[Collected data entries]
================================

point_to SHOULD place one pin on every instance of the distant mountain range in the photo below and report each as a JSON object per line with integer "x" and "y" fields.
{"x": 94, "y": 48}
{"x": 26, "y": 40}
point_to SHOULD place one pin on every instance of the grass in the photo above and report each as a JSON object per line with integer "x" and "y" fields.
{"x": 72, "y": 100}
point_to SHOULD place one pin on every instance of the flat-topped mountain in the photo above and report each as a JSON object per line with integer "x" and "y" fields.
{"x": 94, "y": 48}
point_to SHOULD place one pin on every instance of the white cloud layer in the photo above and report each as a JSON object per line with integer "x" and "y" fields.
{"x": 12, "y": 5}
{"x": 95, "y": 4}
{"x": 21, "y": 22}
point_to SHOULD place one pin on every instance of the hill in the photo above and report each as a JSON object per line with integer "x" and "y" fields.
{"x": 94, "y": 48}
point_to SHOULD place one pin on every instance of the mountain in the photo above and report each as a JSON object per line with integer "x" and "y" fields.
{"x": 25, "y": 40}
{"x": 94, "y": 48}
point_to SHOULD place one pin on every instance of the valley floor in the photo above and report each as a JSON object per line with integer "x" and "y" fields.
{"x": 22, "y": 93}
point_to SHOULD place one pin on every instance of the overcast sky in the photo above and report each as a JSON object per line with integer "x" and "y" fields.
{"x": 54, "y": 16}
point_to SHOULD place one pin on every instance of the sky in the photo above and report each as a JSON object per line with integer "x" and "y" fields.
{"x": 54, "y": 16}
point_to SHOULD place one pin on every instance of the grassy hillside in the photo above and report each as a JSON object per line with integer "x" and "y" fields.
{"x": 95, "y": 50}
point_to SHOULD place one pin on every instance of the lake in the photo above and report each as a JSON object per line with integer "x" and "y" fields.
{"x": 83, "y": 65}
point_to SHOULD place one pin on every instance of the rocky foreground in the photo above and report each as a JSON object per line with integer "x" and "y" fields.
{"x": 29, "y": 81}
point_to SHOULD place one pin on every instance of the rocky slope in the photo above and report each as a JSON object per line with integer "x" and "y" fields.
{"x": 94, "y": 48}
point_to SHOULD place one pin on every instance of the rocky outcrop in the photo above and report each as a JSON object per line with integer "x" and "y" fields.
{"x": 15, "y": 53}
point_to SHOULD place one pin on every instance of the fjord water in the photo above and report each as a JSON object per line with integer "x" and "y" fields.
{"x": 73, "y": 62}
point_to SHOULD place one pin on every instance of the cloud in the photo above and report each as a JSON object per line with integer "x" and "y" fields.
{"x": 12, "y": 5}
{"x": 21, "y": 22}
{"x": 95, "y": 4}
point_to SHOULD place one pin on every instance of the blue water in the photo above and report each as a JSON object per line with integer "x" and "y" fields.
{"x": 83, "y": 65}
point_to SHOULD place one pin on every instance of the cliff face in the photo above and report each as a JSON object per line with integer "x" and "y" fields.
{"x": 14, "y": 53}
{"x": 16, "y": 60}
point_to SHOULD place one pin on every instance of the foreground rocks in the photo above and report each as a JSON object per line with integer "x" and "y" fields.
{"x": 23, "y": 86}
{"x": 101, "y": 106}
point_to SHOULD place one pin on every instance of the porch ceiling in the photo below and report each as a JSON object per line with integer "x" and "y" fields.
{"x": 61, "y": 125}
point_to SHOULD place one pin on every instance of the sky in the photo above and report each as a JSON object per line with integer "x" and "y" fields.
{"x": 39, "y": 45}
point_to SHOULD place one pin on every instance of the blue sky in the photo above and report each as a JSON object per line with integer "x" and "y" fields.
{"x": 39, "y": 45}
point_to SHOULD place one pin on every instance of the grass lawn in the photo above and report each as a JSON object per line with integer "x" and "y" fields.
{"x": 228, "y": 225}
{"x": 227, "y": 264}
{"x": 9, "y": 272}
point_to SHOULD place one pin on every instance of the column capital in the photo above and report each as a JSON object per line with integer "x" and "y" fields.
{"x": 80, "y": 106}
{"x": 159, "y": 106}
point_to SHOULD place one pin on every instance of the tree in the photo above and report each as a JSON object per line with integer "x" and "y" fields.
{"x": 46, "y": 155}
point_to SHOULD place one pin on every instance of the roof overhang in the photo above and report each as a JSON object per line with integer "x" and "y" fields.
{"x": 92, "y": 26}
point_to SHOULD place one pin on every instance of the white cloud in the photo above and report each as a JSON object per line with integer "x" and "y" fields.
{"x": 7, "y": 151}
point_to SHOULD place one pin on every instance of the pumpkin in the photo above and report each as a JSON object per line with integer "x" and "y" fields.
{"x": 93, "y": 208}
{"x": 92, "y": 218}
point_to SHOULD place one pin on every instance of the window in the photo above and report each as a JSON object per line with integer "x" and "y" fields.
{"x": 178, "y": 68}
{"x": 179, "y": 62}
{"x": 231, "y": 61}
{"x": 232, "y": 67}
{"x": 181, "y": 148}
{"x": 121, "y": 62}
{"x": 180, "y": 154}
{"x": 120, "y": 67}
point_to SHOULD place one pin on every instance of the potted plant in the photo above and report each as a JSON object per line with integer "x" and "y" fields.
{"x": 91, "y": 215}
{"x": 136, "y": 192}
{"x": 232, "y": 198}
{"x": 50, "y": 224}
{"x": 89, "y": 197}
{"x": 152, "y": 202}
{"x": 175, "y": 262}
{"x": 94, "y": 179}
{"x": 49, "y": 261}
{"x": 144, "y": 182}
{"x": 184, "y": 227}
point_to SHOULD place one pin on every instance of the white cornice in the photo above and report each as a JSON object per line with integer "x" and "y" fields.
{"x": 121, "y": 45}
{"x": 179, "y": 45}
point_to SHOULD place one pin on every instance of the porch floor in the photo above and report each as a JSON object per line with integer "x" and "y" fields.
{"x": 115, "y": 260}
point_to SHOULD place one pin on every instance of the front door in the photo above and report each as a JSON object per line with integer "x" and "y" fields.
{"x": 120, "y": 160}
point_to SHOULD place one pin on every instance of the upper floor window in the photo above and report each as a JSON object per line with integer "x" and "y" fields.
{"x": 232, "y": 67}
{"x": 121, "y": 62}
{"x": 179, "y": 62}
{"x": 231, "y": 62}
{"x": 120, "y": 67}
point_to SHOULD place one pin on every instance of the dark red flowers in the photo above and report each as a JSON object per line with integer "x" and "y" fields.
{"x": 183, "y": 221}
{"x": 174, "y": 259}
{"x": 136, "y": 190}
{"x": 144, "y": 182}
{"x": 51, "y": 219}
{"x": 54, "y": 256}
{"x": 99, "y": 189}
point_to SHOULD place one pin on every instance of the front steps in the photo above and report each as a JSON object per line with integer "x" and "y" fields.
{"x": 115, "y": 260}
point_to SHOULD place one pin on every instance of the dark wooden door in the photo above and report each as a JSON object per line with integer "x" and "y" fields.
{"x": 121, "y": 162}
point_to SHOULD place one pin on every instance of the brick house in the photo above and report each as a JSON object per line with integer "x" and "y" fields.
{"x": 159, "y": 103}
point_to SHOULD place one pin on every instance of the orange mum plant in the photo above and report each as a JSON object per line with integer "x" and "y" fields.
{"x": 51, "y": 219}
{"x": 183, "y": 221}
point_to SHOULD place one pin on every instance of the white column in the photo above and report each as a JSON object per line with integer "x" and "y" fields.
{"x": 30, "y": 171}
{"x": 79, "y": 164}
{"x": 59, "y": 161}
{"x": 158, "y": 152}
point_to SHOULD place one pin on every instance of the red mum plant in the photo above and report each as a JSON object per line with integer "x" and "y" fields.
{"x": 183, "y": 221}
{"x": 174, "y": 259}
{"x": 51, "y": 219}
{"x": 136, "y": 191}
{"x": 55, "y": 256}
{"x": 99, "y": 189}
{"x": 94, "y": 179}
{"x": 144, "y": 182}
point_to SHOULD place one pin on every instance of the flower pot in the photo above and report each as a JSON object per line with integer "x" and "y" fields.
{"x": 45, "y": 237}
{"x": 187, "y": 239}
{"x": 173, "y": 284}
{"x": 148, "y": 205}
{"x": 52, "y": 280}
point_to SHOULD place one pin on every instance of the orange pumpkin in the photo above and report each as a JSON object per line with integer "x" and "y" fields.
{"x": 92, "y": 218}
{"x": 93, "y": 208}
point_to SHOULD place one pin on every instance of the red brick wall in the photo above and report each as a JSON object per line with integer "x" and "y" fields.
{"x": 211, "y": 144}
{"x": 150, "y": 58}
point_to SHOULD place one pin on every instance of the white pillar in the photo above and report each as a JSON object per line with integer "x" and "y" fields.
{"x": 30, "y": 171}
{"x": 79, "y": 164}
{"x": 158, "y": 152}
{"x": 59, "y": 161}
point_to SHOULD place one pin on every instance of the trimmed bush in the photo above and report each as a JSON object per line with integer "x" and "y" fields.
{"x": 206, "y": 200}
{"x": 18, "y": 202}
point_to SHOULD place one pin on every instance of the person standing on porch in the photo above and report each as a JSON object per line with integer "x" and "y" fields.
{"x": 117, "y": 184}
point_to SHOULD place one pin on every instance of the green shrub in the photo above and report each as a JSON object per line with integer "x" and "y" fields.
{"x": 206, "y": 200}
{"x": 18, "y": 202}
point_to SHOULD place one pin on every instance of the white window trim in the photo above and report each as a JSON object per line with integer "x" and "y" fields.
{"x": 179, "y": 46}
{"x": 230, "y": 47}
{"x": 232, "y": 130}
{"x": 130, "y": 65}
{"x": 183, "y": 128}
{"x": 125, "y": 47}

================================

* Task to carry out *
Print only the lines running from the one with "point_to SHOULD place one pin on every instance of the person" to the final line of the data above, each exactly as it appears.

* Output *
point_to SHOULD place one pin on every instance of the person standing on porch in the photo above and report each as a JSON object per line with integer "x" and "y" fields.
{"x": 117, "y": 184}
point_to SHOULD place one pin on every instance of the green shrub in the photo above and report each as a JSON object per line with integer "x" and "y" fields.
{"x": 206, "y": 200}
{"x": 18, "y": 202}
point_to SHOULD place one pin on every instance of the white window trim in the photo above and report each as a JSON object per line with integer "x" and "y" fields.
{"x": 179, "y": 46}
{"x": 230, "y": 47}
{"x": 232, "y": 130}
{"x": 130, "y": 65}
{"x": 183, "y": 128}
{"x": 125, "y": 47}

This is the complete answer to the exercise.